(Excerpts of bounding box data)
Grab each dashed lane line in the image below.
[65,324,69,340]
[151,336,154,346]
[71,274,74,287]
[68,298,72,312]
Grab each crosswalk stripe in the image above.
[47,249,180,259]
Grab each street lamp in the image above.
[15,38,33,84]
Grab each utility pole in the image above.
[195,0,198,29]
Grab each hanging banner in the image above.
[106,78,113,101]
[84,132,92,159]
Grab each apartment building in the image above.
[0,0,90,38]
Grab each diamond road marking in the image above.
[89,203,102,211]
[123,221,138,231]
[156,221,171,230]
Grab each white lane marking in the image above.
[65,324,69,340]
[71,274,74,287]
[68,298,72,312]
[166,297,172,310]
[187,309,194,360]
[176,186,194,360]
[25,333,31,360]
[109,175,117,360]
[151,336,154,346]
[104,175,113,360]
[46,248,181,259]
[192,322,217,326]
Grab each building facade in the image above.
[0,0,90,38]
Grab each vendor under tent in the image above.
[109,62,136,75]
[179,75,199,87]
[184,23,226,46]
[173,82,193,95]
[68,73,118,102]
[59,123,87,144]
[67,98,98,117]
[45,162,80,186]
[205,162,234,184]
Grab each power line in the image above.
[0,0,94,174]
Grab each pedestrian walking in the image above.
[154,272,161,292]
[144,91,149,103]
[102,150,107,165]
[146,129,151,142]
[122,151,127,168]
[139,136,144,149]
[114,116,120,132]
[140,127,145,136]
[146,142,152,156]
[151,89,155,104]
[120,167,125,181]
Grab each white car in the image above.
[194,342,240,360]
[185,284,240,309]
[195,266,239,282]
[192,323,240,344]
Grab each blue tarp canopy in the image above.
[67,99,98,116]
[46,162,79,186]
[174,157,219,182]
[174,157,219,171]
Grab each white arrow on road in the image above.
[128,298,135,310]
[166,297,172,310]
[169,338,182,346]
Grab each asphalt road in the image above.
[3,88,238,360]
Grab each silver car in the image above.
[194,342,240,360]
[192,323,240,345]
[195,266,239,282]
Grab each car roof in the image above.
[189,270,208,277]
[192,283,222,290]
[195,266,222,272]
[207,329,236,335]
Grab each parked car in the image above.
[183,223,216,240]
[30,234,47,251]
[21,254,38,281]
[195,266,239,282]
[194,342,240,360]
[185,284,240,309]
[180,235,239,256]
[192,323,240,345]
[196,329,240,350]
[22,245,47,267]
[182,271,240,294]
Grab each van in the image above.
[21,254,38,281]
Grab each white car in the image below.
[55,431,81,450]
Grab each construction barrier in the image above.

WHAT YOU NEED TO DO —
Put every line of the entries above into a Markdown table with two columns, Row and Line. Number the rows in order and leave out any blank lines.

WRITTEN ANSWER —
| Row | Line |
|---|---|
| 1 | Grab each dashed lane line in the image below. |
| 2 | [65,324,69,340] |
| 3 | [151,336,154,346] |
| 4 | [71,274,74,287] |
| 5 | [68,298,72,312] |
| 6 | Grab each crosswalk stripe in the image above. |
| 7 | [47,249,180,259] |
| 8 | Grab each street lamp in the image above. |
| 9 | [15,38,33,84] |
| 10 | Grab each utility pole in the image above. |
| 11 | [195,0,198,29] |
| 12 | Grab each hanging banner in the image above. |
| 13 | [106,78,113,101] |
| 14 | [84,132,92,159] |
| 15 | Grab each apartment building in the image above. |
| 16 | [0,0,90,38] |
| 17 | Grab each diamond road marking in the image above. |
| 18 | [89,203,102,211] |
| 19 | [123,221,138,231] |
| 20 | [156,221,171,230] |
| 21 | Grab each white lane marking in the image above. |
| 22 | [65,324,69,340] |
| 23 | [71,274,74,287] |
| 24 | [68,298,72,312] |
| 25 | [166,297,172,310] |
| 26 | [187,309,194,360] |
| 27 | [176,186,194,360] |
| 28 | [25,333,31,360] |
| 29 | [109,175,117,360] |
| 30 | [151,336,154,346] |
| 31 | [104,175,113,360] |
| 32 | [46,248,181,259] |
| 33 | [192,322,217,326] |
| 34 | Grab each building facade in the image above. |
| 35 | [0,0,90,38] |
| 36 | Grab each vendor under tent in the image above. |
| 37 | [109,62,136,75] |
| 38 | [179,75,199,87] |
| 39 | [184,23,226,46] |
| 40 | [173,82,193,95] |
| 41 | [68,73,118,102] |
| 42 | [59,123,87,144] |
| 43 | [67,98,98,117] |
| 44 | [45,162,80,186] |
| 45 | [205,162,234,184] |
| 46 | Grab each power line in the image above. |
| 47 | [0,0,94,174] |
| 48 | Grab each pedestrian walking in the image above. |
| 49 | [154,272,161,292] |
| 50 | [144,91,149,103] |
| 51 | [102,150,107,165] |
| 52 | [146,129,151,142] |
| 53 | [122,151,127,168] |
| 54 | [139,136,144,149] |
| 55 | [114,116,120,132] |
| 56 | [140,127,145,136] |
| 57 | [146,142,152,156] |
| 58 | [151,89,155,104] |
| 59 | [120,167,125,181] |
| 60 | Grab each white car in the image above. |
| 61 | [194,342,240,360] |
| 62 | [185,284,240,309] |
| 63 | [195,266,239,282] |
| 64 | [192,323,240,344] |
| 65 | Grab each blue tarp canopy in the image above. |
| 66 | [67,99,98,116] |
| 67 | [46,162,79,186] |
| 68 | [174,157,219,182] |
| 69 | [174,157,219,171] |
| 70 | Grab each white arrow on road in the image above. |
| 71 | [128,298,135,310] |
| 72 | [166,297,172,310] |
| 73 | [169,338,182,346] |
| 74 | Grab each asphalt road in the image above. |
| 75 | [3,88,238,360] |
| 76 | Grab each silver car in the image above. |
| 77 | [194,342,240,360] |
| 78 | [192,323,240,345] |
| 79 | [195,266,239,282] |
| 80 | Grab each car roof in the image above. |
| 81 | [189,270,208,277] |
| 82 | [192,283,222,290] |
| 83 | [195,266,222,272] |
| 84 | [207,329,236,335] |
| 85 | Grab each parked car in the image above. |
| 86 | [183,223,216,240] |
| 87 | [30,234,47,251] |
| 88 | [21,254,38,281] |
| 89 | [195,266,239,282] |
| 90 | [194,342,240,360] |
| 91 | [185,284,240,309] |
| 92 | [180,235,239,256] |
| 93 | [192,323,240,345] |
| 94 | [196,329,240,350] |
| 95 | [22,245,47,267] |
| 96 | [182,271,240,294] |
| 97 | Grab each van in the image above. |
| 98 | [21,254,38,281] |
| 99 | Grab each white car in the image below. |
| 100 | [55,431,81,450] |
| 101 | Grab each construction barrier in the image above. |